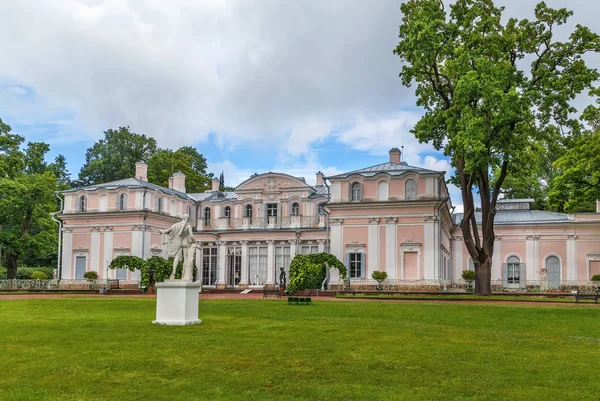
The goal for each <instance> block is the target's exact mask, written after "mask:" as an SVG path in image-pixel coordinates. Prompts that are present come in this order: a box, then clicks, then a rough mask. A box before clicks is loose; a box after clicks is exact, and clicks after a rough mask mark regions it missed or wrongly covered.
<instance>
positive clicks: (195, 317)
mask: <svg viewBox="0 0 600 401" xmlns="http://www.w3.org/2000/svg"><path fill="white" fill-rule="evenodd" d="M201 285H202V284H201V283H200V282H199V281H196V282H192V281H182V280H165V281H164V282H162V283H156V288H157V290H158V291H157V296H156V320H154V321H153V322H152V323H153V324H164V325H168V326H187V325H191V324H200V323H202V320H200V319H198V292H199V291H200V287H201Z"/></svg>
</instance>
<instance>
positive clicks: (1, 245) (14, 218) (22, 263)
mask: <svg viewBox="0 0 600 401" xmlns="http://www.w3.org/2000/svg"><path fill="white" fill-rule="evenodd" d="M24 140H25V139H24V138H23V137H22V136H20V135H15V134H12V133H11V128H10V127H9V126H8V125H6V124H4V123H3V122H2V120H0V222H1V223H0V226H1V227H0V247H1V248H2V258H3V259H2V263H3V264H4V265H5V266H6V267H7V277H8V278H9V279H11V278H16V277H17V268H18V265H19V264H25V265H33V266H35V265H49V264H54V263H55V262H56V258H57V243H58V242H57V241H58V226H57V225H56V223H55V222H53V221H52V218H51V216H50V213H52V212H54V211H56V210H57V199H56V197H55V196H54V191H56V190H58V189H61V188H60V185H59V183H58V181H57V178H56V174H57V173H60V174H63V177H68V174H67V173H66V169H65V168H64V157H62V156H58V157H57V159H56V161H55V163H48V162H46V160H45V156H46V153H47V152H48V151H49V149H50V148H49V146H48V145H47V144H45V143H39V142H29V143H28V144H27V145H26V147H25V149H22V145H23V142H24Z"/></svg>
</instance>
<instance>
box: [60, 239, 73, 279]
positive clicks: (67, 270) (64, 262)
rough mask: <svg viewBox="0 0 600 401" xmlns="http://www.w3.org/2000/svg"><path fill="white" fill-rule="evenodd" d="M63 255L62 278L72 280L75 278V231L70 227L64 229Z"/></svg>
mask: <svg viewBox="0 0 600 401" xmlns="http://www.w3.org/2000/svg"><path fill="white" fill-rule="evenodd" d="M62 246H63V255H62V269H61V276H62V277H61V278H62V279H66V280H70V279H72V278H73V270H72V268H73V266H72V264H73V233H72V232H71V230H70V229H66V230H64V231H63V245H62Z"/></svg>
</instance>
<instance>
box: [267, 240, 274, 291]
mask: <svg viewBox="0 0 600 401" xmlns="http://www.w3.org/2000/svg"><path fill="white" fill-rule="evenodd" d="M267 269H268V271H267V284H273V283H275V241H273V240H270V241H267Z"/></svg>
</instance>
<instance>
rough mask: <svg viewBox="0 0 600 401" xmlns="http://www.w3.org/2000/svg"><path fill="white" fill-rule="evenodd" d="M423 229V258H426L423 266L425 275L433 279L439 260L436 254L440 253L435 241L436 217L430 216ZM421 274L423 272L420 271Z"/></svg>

____________

### Your goal
Retype each line of the data exactly, beginning with the first; include the line containing "positive clicks: (67, 270) (64, 262)" and stop there, skipping every picture.

### Your solution
The goal for each <instance> block is the target's exact mask, written after "mask:" as an SVG path in image-pixel coordinates. Prompts that are present come in this order: a box, then clicks, then a rough mask. A box before clicks is loose; a box after clicks is exact, and clicks after a rough mask mark regions it missed or wrongly covered.
<instance>
positive clicks: (195, 317)
mask: <svg viewBox="0 0 600 401" xmlns="http://www.w3.org/2000/svg"><path fill="white" fill-rule="evenodd" d="M201 285H202V284H201V283H200V282H199V281H196V282H192V281H182V280H165V281H164V282H162V283H156V288H157V290H158V291H157V296H156V320H154V321H153V322H152V323H153V324H164V325H168V326H187V325H191V324H200V323H202V320H200V319H198V292H199V291H200V287H201Z"/></svg>
</instance>
<instance>
positive clicks: (1, 245) (14, 218) (22, 263)
mask: <svg viewBox="0 0 600 401" xmlns="http://www.w3.org/2000/svg"><path fill="white" fill-rule="evenodd" d="M24 140H25V139H24V138H23V137H22V136H20V135H15V134H12V133H11V128H10V127H9V126H8V125H6V124H4V123H3V122H2V120H0V222H1V223H0V226H1V227H0V247H1V248H2V258H3V259H2V263H3V264H4V265H5V266H6V267H7V277H8V278H9V279H11V278H16V277H17V268H18V265H19V264H25V265H33V266H35V265H49V264H54V263H55V262H56V258H57V243H58V242H57V241H58V226H57V225H56V223H55V222H53V221H52V218H51V216H50V213H52V212H54V211H56V210H57V199H56V197H55V196H54V191H56V190H58V189H61V188H60V185H59V183H58V181H57V178H56V174H57V173H60V174H63V177H68V174H67V173H66V169H65V168H64V157H62V156H58V157H57V159H56V161H55V163H48V162H46V160H45V156H46V153H47V152H48V151H49V149H50V148H49V146H48V145H47V144H45V143H39V142H29V143H28V144H27V145H26V147H25V149H22V145H23V142H24Z"/></svg>
</instance>
<instance>
box: [60, 239, 73, 279]
positive clicks: (67, 270) (64, 262)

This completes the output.